Repeat exactly, and only, the lines from the one holding "Where can the wispy" through the last line of the records below.

[Start of RECORDS FOR THE TASK]

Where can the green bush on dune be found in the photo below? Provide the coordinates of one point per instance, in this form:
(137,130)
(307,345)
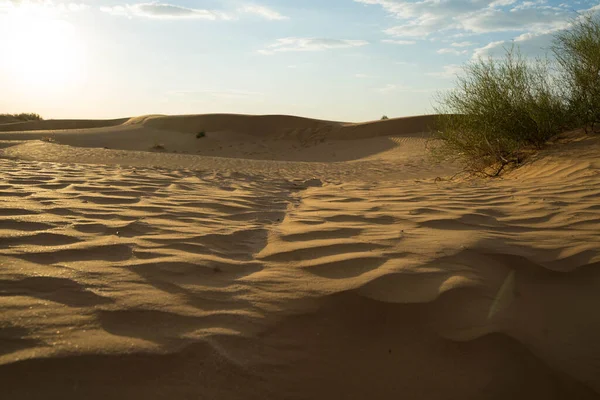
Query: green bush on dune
(577,51)
(22,117)
(502,108)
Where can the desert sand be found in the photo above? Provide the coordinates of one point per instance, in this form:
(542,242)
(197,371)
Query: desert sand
(282,257)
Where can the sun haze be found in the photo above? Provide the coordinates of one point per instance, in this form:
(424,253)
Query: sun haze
(348,60)
(299,199)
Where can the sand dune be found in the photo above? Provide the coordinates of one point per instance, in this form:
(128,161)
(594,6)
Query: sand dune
(132,274)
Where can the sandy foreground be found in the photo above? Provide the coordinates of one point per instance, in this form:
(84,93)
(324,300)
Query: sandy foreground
(287,258)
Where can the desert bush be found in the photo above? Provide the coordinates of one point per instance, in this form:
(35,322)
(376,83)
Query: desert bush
(498,109)
(577,51)
(23,116)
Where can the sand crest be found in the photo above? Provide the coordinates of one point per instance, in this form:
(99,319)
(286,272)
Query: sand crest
(289,258)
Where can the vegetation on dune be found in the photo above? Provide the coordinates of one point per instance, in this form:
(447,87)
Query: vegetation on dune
(502,108)
(22,117)
(577,51)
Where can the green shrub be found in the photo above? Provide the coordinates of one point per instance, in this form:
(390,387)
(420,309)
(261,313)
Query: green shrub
(23,116)
(577,51)
(498,109)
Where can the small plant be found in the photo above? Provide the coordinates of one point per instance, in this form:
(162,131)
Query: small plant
(23,116)
(499,109)
(577,51)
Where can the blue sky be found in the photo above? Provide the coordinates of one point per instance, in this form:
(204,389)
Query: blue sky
(350,60)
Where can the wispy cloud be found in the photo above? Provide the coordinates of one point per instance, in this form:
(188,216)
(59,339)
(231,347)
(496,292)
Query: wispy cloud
(41,5)
(462,44)
(310,44)
(222,94)
(452,51)
(447,72)
(420,19)
(164,11)
(262,11)
(399,41)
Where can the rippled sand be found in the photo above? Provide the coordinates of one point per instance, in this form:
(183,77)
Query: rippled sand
(133,274)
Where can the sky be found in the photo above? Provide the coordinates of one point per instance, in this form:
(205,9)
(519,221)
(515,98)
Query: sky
(345,60)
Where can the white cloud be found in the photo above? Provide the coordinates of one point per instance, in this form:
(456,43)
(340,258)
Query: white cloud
(310,44)
(263,12)
(34,6)
(424,18)
(390,88)
(462,44)
(222,94)
(452,51)
(399,41)
(164,11)
(448,71)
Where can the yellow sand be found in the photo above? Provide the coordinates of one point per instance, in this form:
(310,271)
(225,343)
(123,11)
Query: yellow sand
(287,258)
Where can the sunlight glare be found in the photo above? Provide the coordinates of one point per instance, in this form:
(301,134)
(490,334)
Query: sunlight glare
(42,53)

[End of RECORDS FOR THE TASK]

## SOLUTION:
Where can the wispy cloud be found in the photo above? Provide the coordinates of one point per instance, in this form:
(188,216)
(59,339)
(231,347)
(496,292)
Query: wispy cloud
(41,5)
(462,44)
(310,44)
(222,94)
(452,51)
(447,72)
(420,19)
(164,11)
(262,11)
(399,41)
Where can the rippled sand be found in the photo above? Provide the coordinates of one point per instance, in this form:
(183,77)
Query: rippled sand
(133,274)
Where can the sky be found in the photo above? Provide the coordinates of one point per instance, in this form:
(205,9)
(519,221)
(515,98)
Query: sky
(345,60)
Where can the white cloud be found in the photo above? Provide the coordinates of one point per instance, in this form:
(456,43)
(340,258)
Query: white cloud
(310,44)
(263,12)
(34,6)
(424,18)
(390,88)
(462,44)
(222,94)
(452,51)
(399,41)
(164,11)
(448,71)
Where can the yellow sand be found in the photo above? Provide the coordinates of one point per instance, in this form:
(310,271)
(225,343)
(123,11)
Query: yellow sand
(287,258)
Where can the sunlight glare be found in the photo above? Provide the coordinates of one point per instance, in this form:
(301,134)
(490,334)
Query: sunlight glare
(42,53)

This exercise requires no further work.